▸ **WHAT TO PRODUCE**
On the basis of the records below, report how many lines contain the word "shirt". Nothing else should be given.

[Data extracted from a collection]
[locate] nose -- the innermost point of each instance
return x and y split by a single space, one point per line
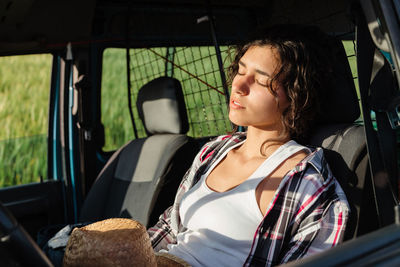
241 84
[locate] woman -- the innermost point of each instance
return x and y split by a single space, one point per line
--
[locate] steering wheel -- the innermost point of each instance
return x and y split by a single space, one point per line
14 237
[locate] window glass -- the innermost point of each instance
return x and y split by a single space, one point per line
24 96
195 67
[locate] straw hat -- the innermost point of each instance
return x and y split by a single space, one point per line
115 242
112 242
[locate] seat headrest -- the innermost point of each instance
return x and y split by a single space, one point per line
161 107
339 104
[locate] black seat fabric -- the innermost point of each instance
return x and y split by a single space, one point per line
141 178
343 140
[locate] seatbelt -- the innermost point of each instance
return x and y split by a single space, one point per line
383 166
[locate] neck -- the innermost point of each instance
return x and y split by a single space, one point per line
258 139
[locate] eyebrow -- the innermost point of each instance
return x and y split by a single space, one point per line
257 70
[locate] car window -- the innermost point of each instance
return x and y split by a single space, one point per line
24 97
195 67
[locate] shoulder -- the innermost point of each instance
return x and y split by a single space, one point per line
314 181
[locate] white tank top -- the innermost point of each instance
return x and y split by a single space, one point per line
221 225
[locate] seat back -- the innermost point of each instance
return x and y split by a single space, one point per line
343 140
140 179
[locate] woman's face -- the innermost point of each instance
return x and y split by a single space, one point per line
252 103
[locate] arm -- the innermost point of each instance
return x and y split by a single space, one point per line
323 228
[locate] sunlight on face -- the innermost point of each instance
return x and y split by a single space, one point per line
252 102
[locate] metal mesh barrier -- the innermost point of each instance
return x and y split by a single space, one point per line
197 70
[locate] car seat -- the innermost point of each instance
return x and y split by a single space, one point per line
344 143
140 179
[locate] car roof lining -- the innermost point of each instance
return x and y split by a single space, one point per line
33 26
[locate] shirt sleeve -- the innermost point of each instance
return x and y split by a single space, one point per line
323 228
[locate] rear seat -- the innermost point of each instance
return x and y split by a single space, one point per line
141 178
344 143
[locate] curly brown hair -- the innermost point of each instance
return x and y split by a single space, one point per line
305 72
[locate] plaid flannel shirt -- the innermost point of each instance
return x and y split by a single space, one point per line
...
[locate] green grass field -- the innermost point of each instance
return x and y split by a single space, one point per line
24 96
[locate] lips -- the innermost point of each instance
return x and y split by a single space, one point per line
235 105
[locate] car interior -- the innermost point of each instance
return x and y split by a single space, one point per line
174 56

▸ **RESULT OF THE TASK**
2